* TO BE DONE
Take the data below and repeat it exactly.

* RECORDS

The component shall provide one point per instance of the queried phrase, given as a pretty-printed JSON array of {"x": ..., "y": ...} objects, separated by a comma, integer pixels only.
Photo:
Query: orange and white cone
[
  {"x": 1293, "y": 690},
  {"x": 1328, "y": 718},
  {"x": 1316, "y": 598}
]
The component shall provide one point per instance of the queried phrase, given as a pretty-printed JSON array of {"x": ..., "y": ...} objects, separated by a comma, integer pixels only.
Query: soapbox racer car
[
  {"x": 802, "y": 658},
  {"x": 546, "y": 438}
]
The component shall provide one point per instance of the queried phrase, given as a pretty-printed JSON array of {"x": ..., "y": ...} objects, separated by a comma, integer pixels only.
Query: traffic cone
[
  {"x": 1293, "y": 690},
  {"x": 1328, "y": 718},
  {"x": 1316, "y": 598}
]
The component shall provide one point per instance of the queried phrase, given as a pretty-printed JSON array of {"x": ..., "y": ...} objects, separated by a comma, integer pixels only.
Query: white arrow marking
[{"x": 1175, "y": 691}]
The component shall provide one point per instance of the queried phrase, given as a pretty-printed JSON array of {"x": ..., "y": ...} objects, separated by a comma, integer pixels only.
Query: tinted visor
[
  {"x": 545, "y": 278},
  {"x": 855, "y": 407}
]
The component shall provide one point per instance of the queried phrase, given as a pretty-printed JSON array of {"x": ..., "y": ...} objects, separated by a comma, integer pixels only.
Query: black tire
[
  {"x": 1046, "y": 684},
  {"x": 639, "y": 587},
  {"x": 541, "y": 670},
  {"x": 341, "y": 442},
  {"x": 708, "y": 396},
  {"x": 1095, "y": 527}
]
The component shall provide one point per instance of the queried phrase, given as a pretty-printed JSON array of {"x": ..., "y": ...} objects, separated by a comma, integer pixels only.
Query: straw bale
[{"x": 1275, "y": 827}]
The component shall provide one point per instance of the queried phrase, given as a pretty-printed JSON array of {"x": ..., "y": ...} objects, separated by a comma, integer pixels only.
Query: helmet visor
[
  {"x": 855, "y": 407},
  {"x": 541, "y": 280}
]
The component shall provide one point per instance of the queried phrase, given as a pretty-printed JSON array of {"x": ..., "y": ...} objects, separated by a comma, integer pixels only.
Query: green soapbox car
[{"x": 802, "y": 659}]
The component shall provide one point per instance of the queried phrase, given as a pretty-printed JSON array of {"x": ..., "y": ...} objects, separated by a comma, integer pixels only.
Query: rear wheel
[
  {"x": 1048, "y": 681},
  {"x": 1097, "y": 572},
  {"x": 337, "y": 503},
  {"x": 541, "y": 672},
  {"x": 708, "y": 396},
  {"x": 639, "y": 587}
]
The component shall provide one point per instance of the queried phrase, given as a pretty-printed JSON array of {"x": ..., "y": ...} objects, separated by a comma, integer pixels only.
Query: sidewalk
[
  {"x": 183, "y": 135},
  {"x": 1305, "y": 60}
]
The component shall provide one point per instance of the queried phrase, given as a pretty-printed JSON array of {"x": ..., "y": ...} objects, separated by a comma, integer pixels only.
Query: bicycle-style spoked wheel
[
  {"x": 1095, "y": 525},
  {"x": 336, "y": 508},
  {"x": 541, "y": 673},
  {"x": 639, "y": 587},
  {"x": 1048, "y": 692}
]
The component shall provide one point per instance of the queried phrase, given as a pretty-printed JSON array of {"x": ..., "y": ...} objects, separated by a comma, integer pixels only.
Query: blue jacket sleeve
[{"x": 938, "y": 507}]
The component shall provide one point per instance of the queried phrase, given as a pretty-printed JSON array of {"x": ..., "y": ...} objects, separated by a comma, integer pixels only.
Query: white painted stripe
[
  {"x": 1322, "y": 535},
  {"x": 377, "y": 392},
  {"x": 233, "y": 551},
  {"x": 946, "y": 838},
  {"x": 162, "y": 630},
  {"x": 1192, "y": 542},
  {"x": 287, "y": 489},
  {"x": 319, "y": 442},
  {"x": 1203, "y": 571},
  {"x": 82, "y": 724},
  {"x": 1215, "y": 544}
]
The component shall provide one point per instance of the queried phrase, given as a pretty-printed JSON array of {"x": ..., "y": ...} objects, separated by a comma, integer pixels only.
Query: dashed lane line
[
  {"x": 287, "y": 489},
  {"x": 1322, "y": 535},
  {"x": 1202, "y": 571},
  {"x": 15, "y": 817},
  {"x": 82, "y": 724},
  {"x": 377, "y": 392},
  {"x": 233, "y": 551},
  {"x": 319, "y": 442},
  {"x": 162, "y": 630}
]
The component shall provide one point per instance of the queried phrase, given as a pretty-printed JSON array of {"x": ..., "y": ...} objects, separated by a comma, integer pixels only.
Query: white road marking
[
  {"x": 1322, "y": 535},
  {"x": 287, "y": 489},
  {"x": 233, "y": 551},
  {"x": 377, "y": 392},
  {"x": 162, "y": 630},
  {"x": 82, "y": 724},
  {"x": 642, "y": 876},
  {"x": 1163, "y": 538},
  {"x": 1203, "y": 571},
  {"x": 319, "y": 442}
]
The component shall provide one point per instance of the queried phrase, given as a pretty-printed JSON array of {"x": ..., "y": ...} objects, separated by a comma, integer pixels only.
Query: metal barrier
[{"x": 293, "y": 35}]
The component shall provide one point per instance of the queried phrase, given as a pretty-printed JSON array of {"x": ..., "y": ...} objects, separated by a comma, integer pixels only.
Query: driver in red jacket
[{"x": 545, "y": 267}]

* TASK OUTPUT
The component shall provide one point per instance of the queried phrase, given as a pretty-printed JSON array of {"x": ..., "y": ...} objects, separated by a comma, integer pixels only.
Photo:
Query: orange and white cone
[
  {"x": 1293, "y": 690},
  {"x": 1328, "y": 718},
  {"x": 1316, "y": 598}
]
The component shall provide one point per instance of the queried phrase, given as a pretty-printed JSON array of {"x": ..., "y": ...} objects, separated by a comma, integer pixels only.
Query: soapbox racer car
[
  {"x": 802, "y": 658},
  {"x": 546, "y": 438}
]
The component shall provide one point per instance of the queried phrase, given as a pretty-printed JSON array of {"x": ..., "y": ...} objects, separated by a comma, integer pixels only.
Query: traffic cone
[
  {"x": 1293, "y": 690},
  {"x": 1328, "y": 718},
  {"x": 1316, "y": 598}
]
The component shall provide one point per instance of the queried phrase, given as a pretty-printed JSON array of {"x": ..., "y": ...} objects, separated by a comma, integer pixels only.
Query: white arrow marking
[{"x": 1175, "y": 691}]
The component shall provide one point per instance of the queried phrase, given as a pretty-printed JSON array of {"x": ..., "y": ...} objects, separated by a comma, integer pixels only.
Query: tinted visor
[
  {"x": 545, "y": 278},
  {"x": 855, "y": 407}
]
The component shall provide one point per instance of the queried phrase, given as a pretty-printed JSON array of {"x": ..., "y": ...} objects, separated by a comma, integer pixels only.
Query: black tire
[
  {"x": 1046, "y": 684},
  {"x": 639, "y": 587},
  {"x": 541, "y": 670},
  {"x": 341, "y": 442},
  {"x": 708, "y": 396},
  {"x": 1095, "y": 527}
]
The component shall provide one point per instance of the queried phrase, given as a pretty-printed JSON array of {"x": ..., "y": ...} objects, separated by a comma, integer pixels only.
Query: straw bale
[{"x": 1275, "y": 827}]
The component shall provide one point per instance of the queried phrase, given as a pretty-printed JSON array of {"x": ..., "y": ...} objects, separated by a comma, integer pixels only.
Query: helmet visor
[
  {"x": 855, "y": 407},
  {"x": 541, "y": 280}
]
The component shall provide one point per instance of the queried phrase, given as a pretty-printed JSON array of {"x": ..., "y": ...} objects, separated by a comma, integer pixels only.
Query: green soapbox car
[{"x": 802, "y": 659}]
The component shall provide one point per instance of the queried phrase, given as a pretty-printed JSON array of {"x": ..., "y": ...} objects, separated by a comma, integer pixels only.
Query: rear wheel
[
  {"x": 1048, "y": 681},
  {"x": 1097, "y": 572},
  {"x": 337, "y": 503},
  {"x": 541, "y": 672},
  {"x": 708, "y": 396},
  {"x": 639, "y": 587}
]
The component shall provide one point per instance of the queried phrase, given as a pretty-printed JSON array of {"x": ..., "y": ...} objects, separated by a comma, integer pixels only.
Query: sidewalk
[
  {"x": 183, "y": 135},
  {"x": 1305, "y": 60}
]
The component shall provide one point per instance of the queried phrase, given as a pretty-printed JSON array of {"x": ..., "y": ...} objects, separated by a comma, integer pixels only.
Query: bicycle-style spoked wheel
[
  {"x": 1095, "y": 525},
  {"x": 336, "y": 508},
  {"x": 541, "y": 673},
  {"x": 639, "y": 587},
  {"x": 1048, "y": 692}
]
The component shall provide one point per instance of the queried phrase, given as a pretty-printed JSON array of {"x": ..., "y": ...} objects, separated by a comma, integer pixels only.
Query: blue jacket sleeve
[{"x": 938, "y": 507}]
The component shall provide one point per instance of the queried phrase, given as a pretty-printed JSON array of {"x": ..., "y": ...} objects, separated by a comma, integer pixels only.
Query: white painted stripe
[
  {"x": 1322, "y": 535},
  {"x": 377, "y": 392},
  {"x": 233, "y": 551},
  {"x": 946, "y": 838},
  {"x": 162, "y": 630},
  {"x": 1192, "y": 542},
  {"x": 287, "y": 489},
  {"x": 319, "y": 442},
  {"x": 1203, "y": 571},
  {"x": 82, "y": 724},
  {"x": 1215, "y": 544}
]
The component shall provide one point per instance of the queried phrase, given as a pretty-printed JSON array of {"x": ..., "y": ...} objects, separated by a comma, integer pixels only.
Query: dashed lane line
[
  {"x": 287, "y": 489},
  {"x": 1322, "y": 535},
  {"x": 1202, "y": 571},
  {"x": 15, "y": 817},
  {"x": 82, "y": 724},
  {"x": 377, "y": 392},
  {"x": 233, "y": 551},
  {"x": 319, "y": 442},
  {"x": 162, "y": 630}
]
The component shall provide one point per instance of the queried phrase, given as a pretty-printed JSON array of {"x": ..., "y": ...} objects, separated by a comma, integer pixels only.
Query: white road marking
[
  {"x": 1322, "y": 535},
  {"x": 287, "y": 489},
  {"x": 233, "y": 551},
  {"x": 377, "y": 392},
  {"x": 162, "y": 630},
  {"x": 82, "y": 724},
  {"x": 642, "y": 876},
  {"x": 1163, "y": 538},
  {"x": 1203, "y": 571},
  {"x": 319, "y": 442}
]
The component shall provide one point per instance of the queried phrase, given as a pretty-printed JSON array of {"x": ..., "y": ...} objects, separated by a comma, integer pixels only.
Query: metal barrier
[{"x": 293, "y": 35}]
The component shall provide one point per instance of the queried phrase, given as a pretty-printed JSON array of {"x": ..., "y": ...} objects, separated by a comma, integer pixels only.
Query: driver in red jacket
[{"x": 545, "y": 267}]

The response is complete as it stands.